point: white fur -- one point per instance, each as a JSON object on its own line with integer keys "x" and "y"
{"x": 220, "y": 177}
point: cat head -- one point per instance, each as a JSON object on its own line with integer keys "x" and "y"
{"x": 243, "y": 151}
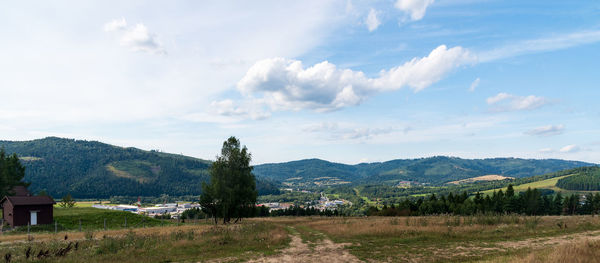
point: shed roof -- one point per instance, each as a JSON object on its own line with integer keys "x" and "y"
{"x": 21, "y": 191}
{"x": 28, "y": 200}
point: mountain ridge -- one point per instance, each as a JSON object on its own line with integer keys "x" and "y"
{"x": 92, "y": 169}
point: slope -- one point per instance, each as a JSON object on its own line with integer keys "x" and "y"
{"x": 89, "y": 169}
{"x": 434, "y": 170}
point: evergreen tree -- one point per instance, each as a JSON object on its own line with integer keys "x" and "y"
{"x": 11, "y": 173}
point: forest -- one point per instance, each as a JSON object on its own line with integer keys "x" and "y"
{"x": 587, "y": 179}
{"x": 530, "y": 202}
+ + +
→ **WHAT THE EXERCISE ASKS**
Send back the data above verbatim, leaving out its pictures.

→ **TASK ANSWER**
point: white fur -- one point per instance, each as a JSON object on its own line with integer keys "x" and "y"
{"x": 220, "y": 177}
point: cat head -- one point per instance, each as a JSON object on its own line with integer keys "x" and "y"
{"x": 243, "y": 151}
point: shed roof -- one point per instance, each as a JSON object on its own line with integer keys "x" and "y"
{"x": 21, "y": 191}
{"x": 28, "y": 200}
point: mountain ridge -- one point per instance, each as a JSON object on its own line with integer keys "x" and "y"
{"x": 92, "y": 169}
point: slope -- one point per instance, each as a JSON object on its own line with integer keys "x" and "y"
{"x": 89, "y": 169}
{"x": 434, "y": 170}
point: evergreen tree -- one point per instance, each as a JSON object on its own line with integer keys "x" and "y"
{"x": 11, "y": 173}
point: forest -- one point per instance, each as a JSON object on its own line with integer keys "x" and "y"
{"x": 587, "y": 179}
{"x": 530, "y": 202}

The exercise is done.